=== Quoted passage ===
┌──
A new method for synthesizing hydroxyapatite from eggshell and sludge and its calcination exploration.

This study presents a novel low-cost synthesis methodology for hydroxyapatite (HAP). HAP was successfully synthesized via a simplified chemical process utilizing eggshells as a calcium source and sludge as a phosphorus source. This approach not only addresses the dual challenges of eggshell and sludge disposal but also establishes an innovative pathway for sustainable and economically viable HAP production. The influence of calcination parameters (The optimal conditions are 600C for 3 h) on the microstructure of HAP was systematically investigated, revealing that optimized calcination conditions significantly enhance crystallinity and porosity. Comprehensive characterization of the synthesized HAP was performed using X-ray fluorescence spectroscopy (XRF), X-ray diffraction (XRD), Fourier-transform infrared spectroscopy (FTIR), thermogravimetric analysis (TG), X-ray photoelectron spectroscopy (XPS), and scanning electron microscopy (SEM). Post-calcination characterization revealed significant crystallographic refinement, accompanied by a 95% enhancement in Brunauer-Emmett-Teller (BET) surface area (57.23 m²/g) compared to precursor materials. Analytical results confirmed the high purity and exceptional physicochemical properties of the synthesized HAP, demonstrating substantial potential for applications in environmental remediation and biomedical engineering. This work advances a green and cost-effective strategy for HAP synthesis while pioneering a resource-efficient utilization route for waste-derived eggshells and sludge.
└──
=== Data records ===
┌──
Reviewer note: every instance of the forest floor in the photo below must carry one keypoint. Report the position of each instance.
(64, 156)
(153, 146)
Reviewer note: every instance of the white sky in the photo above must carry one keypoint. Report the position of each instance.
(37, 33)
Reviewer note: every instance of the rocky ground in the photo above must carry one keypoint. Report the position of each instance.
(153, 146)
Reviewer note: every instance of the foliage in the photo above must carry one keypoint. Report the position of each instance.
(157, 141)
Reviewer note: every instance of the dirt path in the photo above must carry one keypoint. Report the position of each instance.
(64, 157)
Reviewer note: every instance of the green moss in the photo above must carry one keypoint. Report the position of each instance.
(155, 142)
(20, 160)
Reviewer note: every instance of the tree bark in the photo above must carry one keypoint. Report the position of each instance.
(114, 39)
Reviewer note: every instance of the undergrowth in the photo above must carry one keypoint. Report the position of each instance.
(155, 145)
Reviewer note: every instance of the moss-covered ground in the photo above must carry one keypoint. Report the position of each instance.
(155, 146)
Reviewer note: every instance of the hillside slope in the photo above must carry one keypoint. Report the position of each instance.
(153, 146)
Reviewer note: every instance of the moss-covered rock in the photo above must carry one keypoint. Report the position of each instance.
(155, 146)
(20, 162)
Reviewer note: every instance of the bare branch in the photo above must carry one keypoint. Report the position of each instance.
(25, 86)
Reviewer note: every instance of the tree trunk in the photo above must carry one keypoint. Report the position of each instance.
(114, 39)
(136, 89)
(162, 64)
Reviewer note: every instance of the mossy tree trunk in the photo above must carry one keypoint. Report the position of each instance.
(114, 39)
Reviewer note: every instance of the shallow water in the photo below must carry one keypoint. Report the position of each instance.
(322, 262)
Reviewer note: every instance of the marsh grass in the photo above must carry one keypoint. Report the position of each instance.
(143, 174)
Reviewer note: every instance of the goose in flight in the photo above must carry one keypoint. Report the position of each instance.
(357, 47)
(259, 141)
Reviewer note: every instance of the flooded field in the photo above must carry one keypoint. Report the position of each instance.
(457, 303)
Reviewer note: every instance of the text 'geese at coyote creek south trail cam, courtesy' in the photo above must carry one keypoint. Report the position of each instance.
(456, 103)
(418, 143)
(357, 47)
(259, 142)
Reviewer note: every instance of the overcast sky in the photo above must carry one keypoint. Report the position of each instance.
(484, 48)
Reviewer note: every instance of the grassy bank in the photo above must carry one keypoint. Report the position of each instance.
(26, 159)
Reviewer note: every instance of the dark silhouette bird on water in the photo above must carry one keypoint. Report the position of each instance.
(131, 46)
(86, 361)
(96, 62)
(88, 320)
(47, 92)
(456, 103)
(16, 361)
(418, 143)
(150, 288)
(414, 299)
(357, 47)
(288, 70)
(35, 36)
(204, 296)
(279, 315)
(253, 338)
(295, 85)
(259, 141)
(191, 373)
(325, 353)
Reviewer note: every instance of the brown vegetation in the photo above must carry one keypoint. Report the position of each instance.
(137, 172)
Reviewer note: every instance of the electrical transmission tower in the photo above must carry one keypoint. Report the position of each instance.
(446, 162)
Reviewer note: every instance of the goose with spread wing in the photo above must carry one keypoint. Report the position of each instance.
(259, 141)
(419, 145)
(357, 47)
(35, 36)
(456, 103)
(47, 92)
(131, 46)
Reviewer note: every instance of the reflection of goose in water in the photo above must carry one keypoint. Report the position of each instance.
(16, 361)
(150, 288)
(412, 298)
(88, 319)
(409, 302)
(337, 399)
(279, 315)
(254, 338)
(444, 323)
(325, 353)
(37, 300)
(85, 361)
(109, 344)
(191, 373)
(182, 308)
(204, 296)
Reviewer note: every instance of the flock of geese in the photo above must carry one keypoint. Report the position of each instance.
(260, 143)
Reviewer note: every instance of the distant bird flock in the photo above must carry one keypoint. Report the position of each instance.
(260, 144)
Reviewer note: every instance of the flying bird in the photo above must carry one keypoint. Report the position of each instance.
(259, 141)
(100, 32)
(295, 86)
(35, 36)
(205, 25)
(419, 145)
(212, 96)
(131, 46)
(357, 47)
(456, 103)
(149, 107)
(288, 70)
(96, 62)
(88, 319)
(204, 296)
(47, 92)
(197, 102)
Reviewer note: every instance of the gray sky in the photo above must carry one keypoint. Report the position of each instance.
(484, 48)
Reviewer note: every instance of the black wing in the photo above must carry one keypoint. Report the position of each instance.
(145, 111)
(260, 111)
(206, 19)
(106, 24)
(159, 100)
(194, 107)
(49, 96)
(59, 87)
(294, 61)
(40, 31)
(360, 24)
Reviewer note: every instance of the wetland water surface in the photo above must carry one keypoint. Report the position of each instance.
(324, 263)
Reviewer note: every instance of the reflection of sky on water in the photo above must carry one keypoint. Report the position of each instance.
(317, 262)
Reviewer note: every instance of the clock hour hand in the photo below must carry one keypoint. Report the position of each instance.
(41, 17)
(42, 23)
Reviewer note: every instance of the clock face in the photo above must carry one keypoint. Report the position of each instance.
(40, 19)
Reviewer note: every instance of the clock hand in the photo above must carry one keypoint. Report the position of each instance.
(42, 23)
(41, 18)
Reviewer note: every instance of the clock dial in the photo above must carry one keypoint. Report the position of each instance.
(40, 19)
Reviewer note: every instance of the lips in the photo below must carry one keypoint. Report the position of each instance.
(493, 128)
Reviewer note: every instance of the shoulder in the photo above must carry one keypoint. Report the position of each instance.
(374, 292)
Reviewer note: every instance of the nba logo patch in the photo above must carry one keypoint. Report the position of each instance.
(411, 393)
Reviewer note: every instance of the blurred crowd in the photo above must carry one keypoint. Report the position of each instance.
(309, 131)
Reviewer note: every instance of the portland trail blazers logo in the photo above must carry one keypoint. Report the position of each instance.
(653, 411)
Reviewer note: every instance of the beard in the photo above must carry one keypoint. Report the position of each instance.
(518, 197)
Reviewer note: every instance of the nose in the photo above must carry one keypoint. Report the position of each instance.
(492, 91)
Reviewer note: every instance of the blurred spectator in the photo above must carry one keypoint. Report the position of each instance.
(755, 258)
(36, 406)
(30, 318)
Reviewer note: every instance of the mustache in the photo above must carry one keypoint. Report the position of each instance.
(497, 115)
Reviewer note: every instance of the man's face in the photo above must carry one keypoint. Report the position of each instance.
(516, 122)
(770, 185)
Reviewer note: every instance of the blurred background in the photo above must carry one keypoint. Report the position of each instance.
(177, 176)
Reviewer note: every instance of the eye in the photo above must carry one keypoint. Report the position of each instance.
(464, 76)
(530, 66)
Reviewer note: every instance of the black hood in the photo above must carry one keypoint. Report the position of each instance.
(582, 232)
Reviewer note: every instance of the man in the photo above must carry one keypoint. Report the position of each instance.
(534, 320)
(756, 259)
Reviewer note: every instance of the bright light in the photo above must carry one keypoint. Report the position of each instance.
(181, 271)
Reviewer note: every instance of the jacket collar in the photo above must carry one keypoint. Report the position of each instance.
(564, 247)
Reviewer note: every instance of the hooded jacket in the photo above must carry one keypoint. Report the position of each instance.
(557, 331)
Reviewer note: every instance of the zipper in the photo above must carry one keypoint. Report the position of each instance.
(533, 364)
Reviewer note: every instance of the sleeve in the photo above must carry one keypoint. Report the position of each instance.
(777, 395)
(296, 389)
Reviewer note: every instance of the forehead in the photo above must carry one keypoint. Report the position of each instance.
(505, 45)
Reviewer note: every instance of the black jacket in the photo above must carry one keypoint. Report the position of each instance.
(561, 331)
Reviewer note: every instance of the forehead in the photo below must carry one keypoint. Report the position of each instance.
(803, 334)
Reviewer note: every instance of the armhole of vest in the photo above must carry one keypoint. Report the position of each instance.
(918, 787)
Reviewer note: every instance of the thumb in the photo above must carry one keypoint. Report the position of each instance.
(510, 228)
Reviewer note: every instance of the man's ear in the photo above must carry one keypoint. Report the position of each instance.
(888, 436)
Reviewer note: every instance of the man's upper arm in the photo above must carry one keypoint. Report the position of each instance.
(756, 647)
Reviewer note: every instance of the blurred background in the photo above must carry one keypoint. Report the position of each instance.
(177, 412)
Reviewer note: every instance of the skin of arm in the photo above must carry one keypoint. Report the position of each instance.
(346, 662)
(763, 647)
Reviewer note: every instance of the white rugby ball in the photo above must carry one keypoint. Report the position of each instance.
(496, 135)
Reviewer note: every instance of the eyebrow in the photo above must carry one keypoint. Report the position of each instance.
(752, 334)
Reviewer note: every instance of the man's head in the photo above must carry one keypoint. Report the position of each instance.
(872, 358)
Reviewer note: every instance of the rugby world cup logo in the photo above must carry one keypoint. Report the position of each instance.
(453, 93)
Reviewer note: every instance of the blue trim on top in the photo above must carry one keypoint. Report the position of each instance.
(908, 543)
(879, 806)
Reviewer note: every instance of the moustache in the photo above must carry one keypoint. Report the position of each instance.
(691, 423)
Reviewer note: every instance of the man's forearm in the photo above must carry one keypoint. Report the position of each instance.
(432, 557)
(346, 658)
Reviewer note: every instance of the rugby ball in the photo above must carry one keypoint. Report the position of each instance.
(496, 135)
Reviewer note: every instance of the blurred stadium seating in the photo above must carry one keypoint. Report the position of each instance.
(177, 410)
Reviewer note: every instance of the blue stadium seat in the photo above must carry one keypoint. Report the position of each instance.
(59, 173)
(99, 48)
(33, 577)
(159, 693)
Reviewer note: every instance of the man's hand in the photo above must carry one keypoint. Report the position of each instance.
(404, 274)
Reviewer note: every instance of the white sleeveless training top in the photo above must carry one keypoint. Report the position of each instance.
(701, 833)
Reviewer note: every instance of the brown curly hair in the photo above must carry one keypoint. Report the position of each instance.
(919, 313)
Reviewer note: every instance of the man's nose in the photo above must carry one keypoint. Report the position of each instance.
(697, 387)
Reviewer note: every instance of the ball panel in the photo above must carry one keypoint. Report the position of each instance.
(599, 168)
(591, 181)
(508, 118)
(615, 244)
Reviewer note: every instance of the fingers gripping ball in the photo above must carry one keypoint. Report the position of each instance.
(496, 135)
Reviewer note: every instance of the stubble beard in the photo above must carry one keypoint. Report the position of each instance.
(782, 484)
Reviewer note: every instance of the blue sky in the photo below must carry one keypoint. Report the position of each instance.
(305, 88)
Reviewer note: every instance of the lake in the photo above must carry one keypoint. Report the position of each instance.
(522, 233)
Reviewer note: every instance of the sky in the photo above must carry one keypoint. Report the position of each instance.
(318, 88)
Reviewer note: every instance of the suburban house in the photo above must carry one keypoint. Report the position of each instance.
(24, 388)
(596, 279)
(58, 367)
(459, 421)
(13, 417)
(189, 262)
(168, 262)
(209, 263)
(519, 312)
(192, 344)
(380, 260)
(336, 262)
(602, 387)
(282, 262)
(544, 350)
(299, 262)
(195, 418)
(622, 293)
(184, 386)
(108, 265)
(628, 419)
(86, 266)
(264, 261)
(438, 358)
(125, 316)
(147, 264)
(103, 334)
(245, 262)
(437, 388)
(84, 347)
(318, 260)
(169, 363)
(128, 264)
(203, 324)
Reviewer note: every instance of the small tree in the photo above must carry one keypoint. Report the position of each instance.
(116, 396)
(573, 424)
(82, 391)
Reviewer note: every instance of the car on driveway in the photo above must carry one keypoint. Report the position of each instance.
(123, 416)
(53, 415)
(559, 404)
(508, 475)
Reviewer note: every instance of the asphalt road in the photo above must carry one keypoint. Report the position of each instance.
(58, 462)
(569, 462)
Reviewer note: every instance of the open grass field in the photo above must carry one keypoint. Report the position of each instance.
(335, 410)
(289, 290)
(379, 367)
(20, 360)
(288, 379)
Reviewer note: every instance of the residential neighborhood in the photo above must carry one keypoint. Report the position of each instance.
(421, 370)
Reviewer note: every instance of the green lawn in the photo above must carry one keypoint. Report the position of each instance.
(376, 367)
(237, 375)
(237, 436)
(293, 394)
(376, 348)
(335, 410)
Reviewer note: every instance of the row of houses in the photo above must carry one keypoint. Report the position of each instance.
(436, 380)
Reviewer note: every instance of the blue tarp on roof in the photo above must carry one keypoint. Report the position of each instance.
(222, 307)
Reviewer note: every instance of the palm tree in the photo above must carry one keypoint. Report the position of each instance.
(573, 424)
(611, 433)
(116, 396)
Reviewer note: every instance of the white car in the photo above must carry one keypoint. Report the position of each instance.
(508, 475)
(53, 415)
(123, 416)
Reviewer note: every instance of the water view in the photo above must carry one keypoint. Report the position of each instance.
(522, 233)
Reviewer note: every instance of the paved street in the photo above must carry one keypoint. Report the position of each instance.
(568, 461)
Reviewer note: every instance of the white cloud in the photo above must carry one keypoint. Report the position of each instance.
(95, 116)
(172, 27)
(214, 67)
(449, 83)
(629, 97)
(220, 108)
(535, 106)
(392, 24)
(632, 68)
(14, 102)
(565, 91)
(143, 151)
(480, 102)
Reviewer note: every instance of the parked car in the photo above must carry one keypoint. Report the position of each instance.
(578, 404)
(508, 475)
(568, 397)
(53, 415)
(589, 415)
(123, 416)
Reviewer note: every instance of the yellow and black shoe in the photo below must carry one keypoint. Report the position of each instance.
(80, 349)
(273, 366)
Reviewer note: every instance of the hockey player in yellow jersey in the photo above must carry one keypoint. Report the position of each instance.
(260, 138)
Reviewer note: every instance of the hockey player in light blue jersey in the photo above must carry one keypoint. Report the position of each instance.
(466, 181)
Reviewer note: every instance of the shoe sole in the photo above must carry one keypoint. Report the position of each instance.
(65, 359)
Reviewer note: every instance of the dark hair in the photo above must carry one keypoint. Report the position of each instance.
└──
=== What the exercise asks ===
Rewrite the paragraph that begins "This study presents" in the hydroxyapatite synthesis text above as a bulleted list, keeping its main facts.

=== Answer below ===
- The study presents a new, low-cost method for synthesizing hydroxyapatite (HAP) through a simplified chemical process.
- Eggshells supply the calcium and sludge supplies the phosphorus.
- The approach addresses the disposal of both eggshells and sludge and offers a sustainable, economical route to HAP.
- The effect of calcination parameters on HAP microstructure was studied. The optimal conditions were 600C for 3 h, which significantly improved crystallinity and porosity.
- The HAP was characterized by XRF, XRD, FTIR, TG, XPS, and SEM.
- After calcination, crystallinity was refined and the BET surface area rose by 95% compared to the precursor materials, reaching 57.23 m²/g.
- Results confirmed high purity and strong physicochemical properties, with potential uses in environmental remediation and biomedical engineering.
- The work offers a green, cost-effective HAP synthesis strategy and a resource-efficient use for waste eggshells and sludge.